_Problem 1:_
In the passage on agricultural artificial intelligence, translate this sentence into Spanish: "Despite the promising prospects for the development of agricultural artificial intelligence, it also faces several challenges (Bannerjee et al., 2018)."
_Problem 2:_
Carry on the passage on agricultural artificial intelligence, picking up after its final sentence.

_Document text:_
- - -

Agricultural artificial intelligence integrates a new generation of information technologies (Kumar et al., 2022), covering multiple aspects such as artificial intelligence, the Internet of Things (IoT), big data, cloud computing, industrial equipment, agricultural biotechnology, and agronomic cultivation management (Misra et al., 2020; Sharma and Shivandu, 2024). This integration has completely transformed traditional agricultural production methods (Jha et al., 2019), facilitating the achievement of digital, industrialized, customized, and personalized goals in agricultural production (Shaikh et al., 2022). Moreover, it provides technological support for establishing a healthy, efficient, reusable, ecological, and intelligent modern agricultural system (Singh et al., 2022). As stated in the International Report on Agricultural Knowledge and Technology Development (McIntire et al., 2009), agricultural artificial intelligence technology is a key factor in addressing the challenges of sustainable agricultural development. Despite the promising prospects for the development of agricultural artificial intelligence, it also faces several challenges (Bannerjee et al., 2018). And the real challenge for agricultural artificial intelligence lies in ensuring that farmers can accept and utilize these technologies (Songol et al., 2021).

- - -

_Data excerpts:_
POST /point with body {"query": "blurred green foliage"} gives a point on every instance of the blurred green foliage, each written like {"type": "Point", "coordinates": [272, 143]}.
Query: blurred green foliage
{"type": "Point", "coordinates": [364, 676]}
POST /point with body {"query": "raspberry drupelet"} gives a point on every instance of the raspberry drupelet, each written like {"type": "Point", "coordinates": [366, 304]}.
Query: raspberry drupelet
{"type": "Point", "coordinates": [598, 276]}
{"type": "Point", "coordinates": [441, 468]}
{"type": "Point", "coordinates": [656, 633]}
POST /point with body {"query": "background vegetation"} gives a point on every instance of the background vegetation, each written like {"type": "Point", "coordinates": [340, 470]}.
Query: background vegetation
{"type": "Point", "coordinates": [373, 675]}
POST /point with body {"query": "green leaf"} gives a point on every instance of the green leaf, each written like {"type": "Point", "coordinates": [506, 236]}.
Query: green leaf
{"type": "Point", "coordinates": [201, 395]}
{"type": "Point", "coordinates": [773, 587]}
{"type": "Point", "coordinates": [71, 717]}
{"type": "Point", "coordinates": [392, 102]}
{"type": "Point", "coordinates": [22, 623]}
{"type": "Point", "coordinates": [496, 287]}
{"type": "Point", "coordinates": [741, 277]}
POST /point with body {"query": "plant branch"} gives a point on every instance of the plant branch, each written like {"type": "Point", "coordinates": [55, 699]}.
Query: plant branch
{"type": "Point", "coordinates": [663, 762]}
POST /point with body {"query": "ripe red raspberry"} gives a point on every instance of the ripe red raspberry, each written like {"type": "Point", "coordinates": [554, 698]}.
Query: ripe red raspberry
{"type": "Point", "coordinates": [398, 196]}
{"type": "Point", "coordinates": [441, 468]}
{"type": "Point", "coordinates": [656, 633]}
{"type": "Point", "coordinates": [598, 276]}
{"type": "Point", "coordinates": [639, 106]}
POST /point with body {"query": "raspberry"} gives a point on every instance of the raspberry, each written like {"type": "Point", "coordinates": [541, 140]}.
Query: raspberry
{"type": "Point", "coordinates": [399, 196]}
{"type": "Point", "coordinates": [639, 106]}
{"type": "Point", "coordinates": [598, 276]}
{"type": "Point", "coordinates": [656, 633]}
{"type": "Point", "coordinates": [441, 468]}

- - -

_Response 1:_
A pesar de las prometedoras perspectivas para el desarrollo de la inteligencia artificial agrícola, esta también enfrenta varios desafíos (Bannerjee et al., 2018).

_Response 2:_
In recent years, the Chinese government has actively promoted the in-depth integration of artificial intelligence and agriculture (Liang, 2025), injecting new impetus into agricultural development. The report of the 20th National Congress of the Communist Party of China clearly put forward the goal of building an “agricultural powerhouse,” emphasizing that a strong agriculture should not only improve productivity but also have the ability to replace manual labor in various fields (He and Yangfen, 2025). The No. 1 Chinese Central Document in 2025 further supports the development of smart agriculture and expands the application scenarios of agriculture artificial intelligence, providing new momentum for high-quality agricultural development. The core of these initiatives is to utilize agriculture artificial intelligence in the agricultural sector to cultivate “intelligent agriculture.”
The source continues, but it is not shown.